- **RECORDS FOR THE EXERCISE**
┌────────

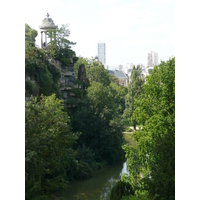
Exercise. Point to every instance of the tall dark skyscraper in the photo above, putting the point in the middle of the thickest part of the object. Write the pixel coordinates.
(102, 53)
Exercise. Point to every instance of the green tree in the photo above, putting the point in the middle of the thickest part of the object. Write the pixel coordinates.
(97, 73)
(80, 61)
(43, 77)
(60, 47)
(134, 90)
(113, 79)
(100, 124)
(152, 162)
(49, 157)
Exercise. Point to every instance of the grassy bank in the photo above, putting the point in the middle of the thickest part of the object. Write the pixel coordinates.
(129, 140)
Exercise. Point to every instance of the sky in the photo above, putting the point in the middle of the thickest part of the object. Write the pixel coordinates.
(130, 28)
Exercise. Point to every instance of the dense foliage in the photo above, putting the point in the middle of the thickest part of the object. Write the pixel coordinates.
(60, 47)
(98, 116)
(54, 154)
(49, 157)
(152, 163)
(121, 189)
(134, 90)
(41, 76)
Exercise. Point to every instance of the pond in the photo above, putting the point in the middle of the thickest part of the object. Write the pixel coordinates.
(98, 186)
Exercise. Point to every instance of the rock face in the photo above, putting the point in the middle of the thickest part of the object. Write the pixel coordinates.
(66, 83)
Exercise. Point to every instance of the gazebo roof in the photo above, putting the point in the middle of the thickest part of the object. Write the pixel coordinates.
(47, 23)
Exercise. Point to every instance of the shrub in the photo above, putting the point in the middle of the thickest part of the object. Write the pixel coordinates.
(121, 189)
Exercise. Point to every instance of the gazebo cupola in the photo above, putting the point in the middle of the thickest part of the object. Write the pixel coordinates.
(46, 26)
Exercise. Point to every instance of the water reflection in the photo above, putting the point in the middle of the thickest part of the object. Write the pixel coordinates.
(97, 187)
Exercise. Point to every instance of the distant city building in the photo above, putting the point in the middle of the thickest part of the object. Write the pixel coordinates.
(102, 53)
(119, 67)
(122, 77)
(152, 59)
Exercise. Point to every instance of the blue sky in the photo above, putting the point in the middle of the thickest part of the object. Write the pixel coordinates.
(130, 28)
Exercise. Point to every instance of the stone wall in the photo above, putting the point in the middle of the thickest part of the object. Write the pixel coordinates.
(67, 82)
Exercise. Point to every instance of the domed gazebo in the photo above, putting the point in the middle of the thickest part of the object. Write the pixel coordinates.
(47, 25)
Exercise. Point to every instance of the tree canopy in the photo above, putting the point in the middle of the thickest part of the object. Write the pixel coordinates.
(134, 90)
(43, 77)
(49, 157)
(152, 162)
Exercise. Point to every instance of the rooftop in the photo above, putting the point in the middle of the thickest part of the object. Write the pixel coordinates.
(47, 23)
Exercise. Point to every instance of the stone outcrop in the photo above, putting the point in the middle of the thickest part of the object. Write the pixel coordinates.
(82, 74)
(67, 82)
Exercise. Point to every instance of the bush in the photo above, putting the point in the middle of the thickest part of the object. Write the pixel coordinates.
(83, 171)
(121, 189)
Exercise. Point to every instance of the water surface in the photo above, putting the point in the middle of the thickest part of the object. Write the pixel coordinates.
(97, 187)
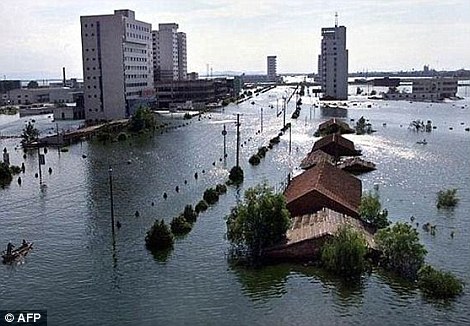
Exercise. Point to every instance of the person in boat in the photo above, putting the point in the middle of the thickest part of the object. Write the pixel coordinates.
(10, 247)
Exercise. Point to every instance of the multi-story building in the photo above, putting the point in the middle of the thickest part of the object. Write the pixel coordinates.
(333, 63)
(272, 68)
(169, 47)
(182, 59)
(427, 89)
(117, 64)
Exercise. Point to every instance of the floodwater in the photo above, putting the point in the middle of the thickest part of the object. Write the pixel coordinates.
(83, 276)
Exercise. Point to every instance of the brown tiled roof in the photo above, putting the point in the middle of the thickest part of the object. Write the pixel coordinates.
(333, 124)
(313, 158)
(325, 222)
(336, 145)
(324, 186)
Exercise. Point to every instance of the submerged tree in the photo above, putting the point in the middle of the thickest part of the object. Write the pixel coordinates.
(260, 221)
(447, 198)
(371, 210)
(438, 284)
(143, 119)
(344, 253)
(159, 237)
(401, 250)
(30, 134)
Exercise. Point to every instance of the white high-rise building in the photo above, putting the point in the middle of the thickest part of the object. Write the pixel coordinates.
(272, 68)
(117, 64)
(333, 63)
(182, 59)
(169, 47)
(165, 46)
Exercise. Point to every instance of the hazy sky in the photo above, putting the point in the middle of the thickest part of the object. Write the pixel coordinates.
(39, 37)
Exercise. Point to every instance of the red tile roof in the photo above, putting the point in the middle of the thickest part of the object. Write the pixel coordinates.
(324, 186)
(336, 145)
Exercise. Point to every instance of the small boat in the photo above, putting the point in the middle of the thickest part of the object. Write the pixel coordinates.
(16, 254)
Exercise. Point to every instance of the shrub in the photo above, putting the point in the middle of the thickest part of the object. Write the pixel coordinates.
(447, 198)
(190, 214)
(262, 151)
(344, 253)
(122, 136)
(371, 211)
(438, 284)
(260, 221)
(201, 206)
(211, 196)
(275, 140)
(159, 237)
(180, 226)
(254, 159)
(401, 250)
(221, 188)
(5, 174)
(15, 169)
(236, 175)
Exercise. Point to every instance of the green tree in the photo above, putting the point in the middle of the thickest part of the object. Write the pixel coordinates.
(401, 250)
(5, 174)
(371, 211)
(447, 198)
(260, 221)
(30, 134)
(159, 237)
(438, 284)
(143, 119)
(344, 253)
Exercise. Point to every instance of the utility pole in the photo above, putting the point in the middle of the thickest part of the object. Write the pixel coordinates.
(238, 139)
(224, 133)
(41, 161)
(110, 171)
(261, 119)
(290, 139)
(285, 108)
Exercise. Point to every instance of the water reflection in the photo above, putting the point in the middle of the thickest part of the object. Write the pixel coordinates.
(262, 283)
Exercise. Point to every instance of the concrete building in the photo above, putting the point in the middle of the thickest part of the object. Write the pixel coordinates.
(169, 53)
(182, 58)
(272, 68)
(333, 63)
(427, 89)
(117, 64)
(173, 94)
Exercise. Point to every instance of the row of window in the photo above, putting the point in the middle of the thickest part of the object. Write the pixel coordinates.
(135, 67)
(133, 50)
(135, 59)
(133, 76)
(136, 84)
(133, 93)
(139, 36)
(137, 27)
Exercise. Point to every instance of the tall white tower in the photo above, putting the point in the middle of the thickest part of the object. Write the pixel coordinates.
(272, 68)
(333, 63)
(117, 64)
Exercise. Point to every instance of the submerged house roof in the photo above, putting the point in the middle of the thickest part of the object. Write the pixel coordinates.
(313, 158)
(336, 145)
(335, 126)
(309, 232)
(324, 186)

└────────

Rewrite every row from the one containing "Exercise. Point to every instance of the submerged house" through the last row, adding 5 to each coordinate value in the answers.

Exercise. Point to every instance of the submerged house roof in the photo above, putting the point in the middle of the thickest part of the object. Write the pixel coordinates.
(318, 163)
(341, 150)
(340, 131)
(314, 237)
(329, 191)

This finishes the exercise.